#### [Directions for this task]
Revise the lines below so that each occurrence of "photo" reads "image" and everything else stays unchanged. Leave the pictures out of your answer.

#### [Provided records]
↓↓↓
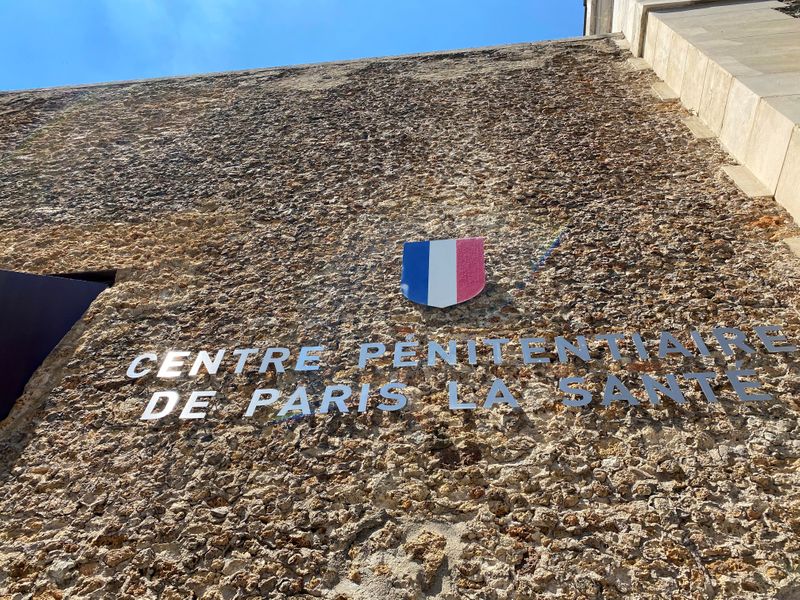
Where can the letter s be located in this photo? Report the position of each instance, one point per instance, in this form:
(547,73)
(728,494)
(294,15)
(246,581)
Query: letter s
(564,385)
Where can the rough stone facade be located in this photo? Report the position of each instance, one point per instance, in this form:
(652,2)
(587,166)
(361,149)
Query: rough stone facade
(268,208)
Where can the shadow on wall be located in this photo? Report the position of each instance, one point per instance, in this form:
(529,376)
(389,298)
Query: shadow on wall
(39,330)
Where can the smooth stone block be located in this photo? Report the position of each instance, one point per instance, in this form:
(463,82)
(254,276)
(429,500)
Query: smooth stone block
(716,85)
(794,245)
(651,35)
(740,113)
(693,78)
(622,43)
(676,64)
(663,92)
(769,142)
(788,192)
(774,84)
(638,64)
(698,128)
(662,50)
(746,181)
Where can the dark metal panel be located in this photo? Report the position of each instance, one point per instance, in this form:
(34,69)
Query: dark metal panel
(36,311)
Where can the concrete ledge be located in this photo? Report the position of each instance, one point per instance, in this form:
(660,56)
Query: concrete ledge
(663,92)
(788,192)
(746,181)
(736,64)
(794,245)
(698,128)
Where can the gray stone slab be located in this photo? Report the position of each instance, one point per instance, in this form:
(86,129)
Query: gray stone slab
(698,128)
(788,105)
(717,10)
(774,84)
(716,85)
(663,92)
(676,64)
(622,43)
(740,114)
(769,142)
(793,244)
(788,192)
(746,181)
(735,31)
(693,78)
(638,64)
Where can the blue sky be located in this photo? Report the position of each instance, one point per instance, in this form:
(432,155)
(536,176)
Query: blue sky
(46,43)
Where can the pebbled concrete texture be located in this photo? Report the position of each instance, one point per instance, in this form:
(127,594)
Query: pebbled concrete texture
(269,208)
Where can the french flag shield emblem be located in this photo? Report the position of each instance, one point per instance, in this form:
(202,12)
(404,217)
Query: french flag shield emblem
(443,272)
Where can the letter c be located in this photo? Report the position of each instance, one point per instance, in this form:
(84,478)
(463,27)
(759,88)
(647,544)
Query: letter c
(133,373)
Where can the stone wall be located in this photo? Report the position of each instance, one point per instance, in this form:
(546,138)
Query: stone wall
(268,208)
↑↑↑
#### [Output]
Where can the letter s be located in this image? Report the position of each instance, one point per instance, in this form:
(547,73)
(728,494)
(294,15)
(246,581)
Query: letter s
(564,385)
Where can the rough stone facade be located in this image? Report the position of each instance, one point per instance, in this form:
(652,2)
(587,166)
(361,149)
Query: rough stone facade
(268,208)
Where can the shadow on wall be located in this image? Report the position of each instance, one point per instance, in this form:
(529,376)
(389,298)
Query: shadow on wall
(39,330)
Where can the smooth stone block be located in this image? Report the position of each instance, one point per instance, in this form:
(463,82)
(254,276)
(429,500)
Query: smooth stone block
(716,85)
(794,245)
(651,35)
(740,113)
(693,78)
(622,43)
(676,64)
(663,92)
(769,142)
(788,192)
(774,84)
(638,64)
(698,128)
(662,50)
(746,181)
Where can the dark metal panel be located in this image? Report the position of each instance, one point per instance, in this form:
(34,69)
Query: dark metal panel
(36,311)
Where can the concrete ledge be located in this image? Report the position of each instance, one point per instance, in this form:
(660,56)
Query: concrete ledge
(663,92)
(788,192)
(746,181)
(736,64)
(794,245)
(698,128)
Where can the gray stone slab be located in this image? Report the position of each instance, one point per instance, in this form:
(86,129)
Query: gray stone slab
(698,128)
(788,105)
(717,10)
(774,84)
(716,85)
(663,92)
(676,64)
(622,43)
(740,114)
(769,142)
(793,244)
(788,192)
(746,181)
(735,31)
(693,78)
(638,64)
Where can the blue sky be located in this image? Report the position of each instance, one point per instance, in this form:
(432,155)
(536,176)
Query: blue sky
(46,43)
Where can the pebbled concrete texture be located in this image? Report the position of each instance, one point per instance, in this form:
(127,594)
Query: pebbled concrete texture
(269,208)
Where can the french flag shield emblem be located in this image? Report the position of each instance, one point per instance, in this form:
(202,12)
(404,217)
Query: french flag shield emblem
(443,272)
Where can the letter c be located in this image? Report the position of each instance, one point per instance, in this form:
(84,478)
(463,27)
(759,88)
(647,544)
Query: letter c
(133,373)
Where can the stone wall be located in this image? Report the position of each instance, one point per instance, in this form:
(546,138)
Query: stone wall
(268,208)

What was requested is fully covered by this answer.